• **TRECHO DO TEXTO**

════

Resultados de acurácia por modelo:
- GPT-4O: 2.6%
- GROK 2: 3.8%
- Claude 3.5 Sonnet: 4.9%
- Gemini 1.5 Pro: 5.2%
- Gemini 2.0 Flash Thinking: 7.1%
- O1: 8.4%
- Deepseek-R1: 8.6%
- O3-Mini (Medium): 11.1%
- O3-Mini (High): 14%
— A acurácia foi bem baixa. O O3-Mini é um modelo que é mais voltado para a questão de raciocínio e matemática, então talvez explique um pouco disso (ter melhor resultado) dentro da estrutura e da lógica do teste — avalia Natália Borges, pós-doutora em IA pela Universidade Federal do Rio Grande do Sul (UFRGS) e cofundadora do NAVI, hub de IA vinculado ao Tecnopuc.
Para os especialistas, muitos humanos também não passariam na prova, sobretudo humanos “médios”, que poderiam acertar questões mais relacionadas aos campos em que atuam. Apesar dos resultados, houve melhoria significativa nas capacidades de raciocínio em comparação com modelos anteriores.

════

• **ENUNCIADO**
De acordo com o trecho, qual modelo obteve a maior acurácia e com que percentual? Os dados apresentados a seguir são um material à parte, independente do trecho.

════

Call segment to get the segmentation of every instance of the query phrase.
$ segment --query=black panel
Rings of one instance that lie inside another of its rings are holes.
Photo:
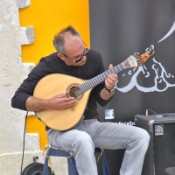
[[[175,114],[137,115],[135,121],[151,136],[142,175],[175,175]]]

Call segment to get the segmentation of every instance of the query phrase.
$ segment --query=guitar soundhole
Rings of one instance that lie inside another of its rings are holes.
[[[78,87],[77,84],[70,85],[67,89],[67,95],[69,97],[74,97],[74,98],[81,98],[82,94],[80,92],[80,88]]]

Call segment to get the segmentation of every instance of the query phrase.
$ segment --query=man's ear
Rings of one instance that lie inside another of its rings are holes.
[[[63,61],[65,60],[65,59],[64,59],[64,55],[62,55],[61,53],[57,53],[57,56],[58,56],[61,60],[63,60]]]

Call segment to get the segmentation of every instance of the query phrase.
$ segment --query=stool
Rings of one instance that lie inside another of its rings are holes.
[[[52,175],[49,170],[50,169],[49,168],[49,156],[67,157],[69,175],[78,175],[76,163],[75,163],[75,159],[73,155],[70,152],[56,149],[53,147],[49,147],[47,151],[45,163],[44,163],[43,175]],[[96,158],[97,157],[101,158],[103,175],[110,175],[109,166],[108,166],[108,162],[106,160],[104,151],[100,148],[95,148],[95,156]]]

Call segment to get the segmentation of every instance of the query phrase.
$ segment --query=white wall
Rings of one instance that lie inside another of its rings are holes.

════

• **RESPOSTA AO EXERCÍCIO**
O O3-Mini (High), com 14%.